#### Selected extract:
__________

Hanna Granroth-Wilding
Email: hanna at granroth hyphen wilding dot co dot uk
Recent papers

My paper on how seabirds segregate across foraging areas in space and time is finally out in an Ibis issue!

Just in time before the next paper, in press in Science Advances, examining local adaptation in wild salmon.

I work at the University of Helsinki in Ulrika Candolin's lab, independently funded by Svenska Kulturfonden. My current project investigates the changing role of parasitism in natural populations under climate change. Will climate change alter the way that hosts respond to infection? Will these changes affect all members of a population equally? What will the likely consequences be for that population – will it persist or go extinct? And what about other populations that are structured differently or experience a different environment?

I am addressing these questions using field data, lab experiments and theoretical modelling in the three-spined stickleback, a small fish common in the Baltic Sea that is frequently infected by the cestode parasite Schistocephalus solidus. Ultimately, I aim to develop a real-world picture of how population structure and differences between individuals in those populations determine the impact of parasitism on population viability in a human-altered environment.

__________

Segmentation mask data
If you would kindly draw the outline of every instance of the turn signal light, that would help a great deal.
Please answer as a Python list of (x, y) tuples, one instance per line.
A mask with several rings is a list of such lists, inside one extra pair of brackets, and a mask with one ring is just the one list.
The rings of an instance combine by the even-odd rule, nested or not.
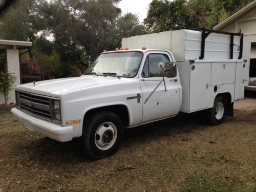
[(66, 124), (71, 124), (75, 123), (80, 123), (80, 122), (81, 122), (81, 119), (74, 119), (74, 120), (69, 120), (68, 121), (66, 121)]

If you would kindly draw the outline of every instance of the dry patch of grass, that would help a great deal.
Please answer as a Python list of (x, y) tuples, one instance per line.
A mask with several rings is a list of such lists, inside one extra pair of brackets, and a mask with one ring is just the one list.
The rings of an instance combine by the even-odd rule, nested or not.
[[(0, 123), (11, 121), (0, 112)], [(19, 122), (0, 125), (0, 192), (256, 191), (256, 111), (219, 126), (198, 114), (127, 130), (114, 156), (90, 161), (79, 140), (59, 143)]]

__________

#### Using the information:
a) Reproduce the research page starting with "My paper on" and going on through "in wild salmon.", switching "salmon" to "trout".
b) Answer these questions from the research page:
(i) In which journal did the paper on seabird foraging areas appear?
(ii) Which organization funds the current project?
(iii) Which parasite frequently infects the three-spined stickleback?
c) Supply the next part of the research page on parasitism in sticklebacks, picking up after its final sentence.

#### Results for the exercise:
a)
My paper on how seabirds segregate across foraging areas in space and time is finally out in an Ibis issue!

Just in time before the next paper, in press in Science Advances, examining local adaptation in wild trout.

b)
(i) Ibis
(ii) Svenska Kulturfonden
(iii) The cestode Schistocephalus solidus

c)
Brief CV

2016-present Postdoctoral researcher, Univeristy of Helsinki, Finland
Combining field, lab and modelling approaches to understand the impact of climate change on host-parasite relationships and its consequences for host demography
2017-2018 Maternity leave
8 months full-time, 8 months part-time leave
2015-2016 Postdoctoral researcher, Univeristy of Turku, Finland
Using pedigree reconstruction to quantify reproductive success in relation to life history strategies in salmon and to monitor population dynamics in grey wolves
2014-2015 Ecology & Evolution Editor, Nature (locum)
Assessing, coordinating review of & deciding on submissions in my subject area
2009-2013 PhD, University of Edinburgh
Parasitism, family conflict and breeding success
2007-8 MRes, Imperial College London (Distinction)
Ecology, Evolution and Conservation
Project 1: Macroecological patterns in squamate predator-prey size relationships, supervised by Shai Meiri.
Project 2: Context-dependent co-operation between male guppies, supervised by Anne Magurran at the University of St Andrews.